TASK: Starting at the line containing "Point out the white" and ending at the line containing "[(344, 422)]", can you write out those entries again in full, requests included, with every coordinate in the answers offset by 117? The numbers in the requests and their format samples stay as they are.

SUPPLIED DATA:
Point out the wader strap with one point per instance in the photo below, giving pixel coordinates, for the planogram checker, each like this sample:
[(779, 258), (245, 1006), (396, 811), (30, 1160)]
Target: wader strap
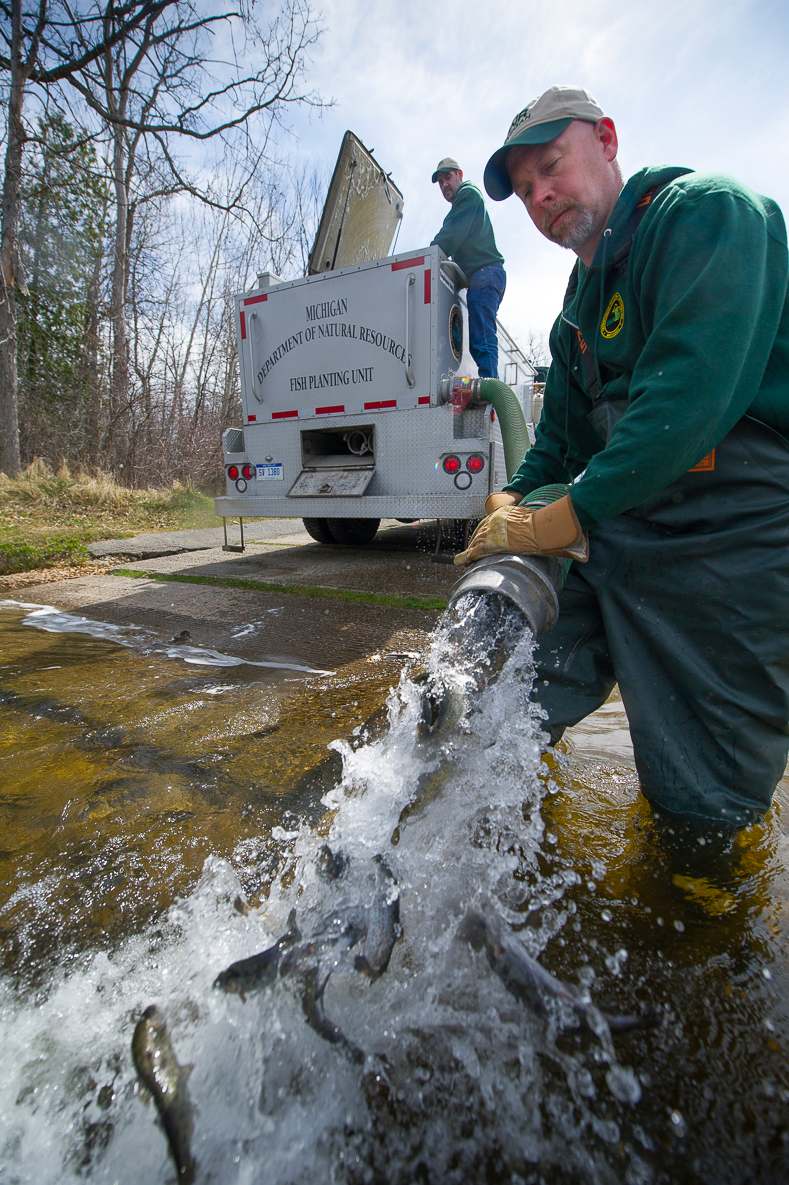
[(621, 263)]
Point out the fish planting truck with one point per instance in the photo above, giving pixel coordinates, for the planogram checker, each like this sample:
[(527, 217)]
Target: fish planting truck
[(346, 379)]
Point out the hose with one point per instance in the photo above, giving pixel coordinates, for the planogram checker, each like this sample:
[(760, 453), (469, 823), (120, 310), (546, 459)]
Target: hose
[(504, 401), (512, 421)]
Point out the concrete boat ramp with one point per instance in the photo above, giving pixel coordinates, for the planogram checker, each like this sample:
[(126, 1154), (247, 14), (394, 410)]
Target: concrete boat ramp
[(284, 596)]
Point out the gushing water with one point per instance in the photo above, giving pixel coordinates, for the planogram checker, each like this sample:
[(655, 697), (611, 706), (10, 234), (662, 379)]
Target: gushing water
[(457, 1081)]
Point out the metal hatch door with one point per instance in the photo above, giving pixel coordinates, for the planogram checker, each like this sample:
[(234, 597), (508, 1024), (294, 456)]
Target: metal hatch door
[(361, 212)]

* * *

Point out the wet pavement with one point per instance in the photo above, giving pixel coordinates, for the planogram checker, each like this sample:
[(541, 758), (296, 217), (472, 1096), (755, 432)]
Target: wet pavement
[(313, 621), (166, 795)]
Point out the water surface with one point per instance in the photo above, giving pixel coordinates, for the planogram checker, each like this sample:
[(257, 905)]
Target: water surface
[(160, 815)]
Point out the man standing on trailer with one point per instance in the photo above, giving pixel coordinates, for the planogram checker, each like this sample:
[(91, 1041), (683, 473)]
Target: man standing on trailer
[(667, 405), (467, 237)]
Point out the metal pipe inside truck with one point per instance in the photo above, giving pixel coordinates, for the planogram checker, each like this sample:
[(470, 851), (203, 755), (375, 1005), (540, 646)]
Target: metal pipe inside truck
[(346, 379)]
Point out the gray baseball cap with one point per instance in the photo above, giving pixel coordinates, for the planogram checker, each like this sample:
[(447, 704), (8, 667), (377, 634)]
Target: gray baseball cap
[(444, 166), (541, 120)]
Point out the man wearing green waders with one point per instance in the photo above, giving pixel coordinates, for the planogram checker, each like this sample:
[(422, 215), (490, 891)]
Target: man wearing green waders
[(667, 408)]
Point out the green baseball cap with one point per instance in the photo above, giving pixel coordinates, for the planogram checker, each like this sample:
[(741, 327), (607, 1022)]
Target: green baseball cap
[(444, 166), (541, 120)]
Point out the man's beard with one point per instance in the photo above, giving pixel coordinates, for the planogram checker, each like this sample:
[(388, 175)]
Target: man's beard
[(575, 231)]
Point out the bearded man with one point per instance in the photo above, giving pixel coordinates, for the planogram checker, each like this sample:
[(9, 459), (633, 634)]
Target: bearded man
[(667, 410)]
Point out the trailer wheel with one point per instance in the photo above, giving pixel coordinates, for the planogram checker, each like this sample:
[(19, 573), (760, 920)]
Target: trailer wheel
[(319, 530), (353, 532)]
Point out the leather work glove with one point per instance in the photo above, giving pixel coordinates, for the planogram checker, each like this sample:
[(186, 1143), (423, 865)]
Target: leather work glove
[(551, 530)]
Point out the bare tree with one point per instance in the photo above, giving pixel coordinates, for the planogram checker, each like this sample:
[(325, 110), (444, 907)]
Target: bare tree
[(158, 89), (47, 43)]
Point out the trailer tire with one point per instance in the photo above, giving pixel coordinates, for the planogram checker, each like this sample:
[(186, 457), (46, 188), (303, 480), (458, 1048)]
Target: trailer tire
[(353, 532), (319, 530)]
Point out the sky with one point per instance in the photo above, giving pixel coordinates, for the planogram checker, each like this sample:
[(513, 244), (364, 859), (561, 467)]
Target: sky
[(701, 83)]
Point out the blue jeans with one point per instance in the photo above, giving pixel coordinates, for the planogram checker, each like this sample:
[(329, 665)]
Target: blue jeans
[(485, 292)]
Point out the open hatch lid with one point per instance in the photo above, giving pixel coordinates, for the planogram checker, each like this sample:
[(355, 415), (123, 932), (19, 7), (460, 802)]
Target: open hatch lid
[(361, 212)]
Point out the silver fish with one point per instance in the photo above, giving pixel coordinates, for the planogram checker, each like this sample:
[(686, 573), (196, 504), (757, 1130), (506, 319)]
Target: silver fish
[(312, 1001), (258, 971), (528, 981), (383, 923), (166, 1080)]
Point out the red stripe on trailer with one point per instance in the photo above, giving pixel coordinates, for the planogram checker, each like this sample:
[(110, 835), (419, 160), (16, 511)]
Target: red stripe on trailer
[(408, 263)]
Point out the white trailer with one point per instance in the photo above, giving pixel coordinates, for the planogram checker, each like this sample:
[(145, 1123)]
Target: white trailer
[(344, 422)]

WORKED SOLUTION:
Point out the white trailer with one point per instance in the photo above, giving pixel coordinates, for the planogram checker, each like this sample:
[(145, 1123)]
Target: white trailer
[(461, 539)]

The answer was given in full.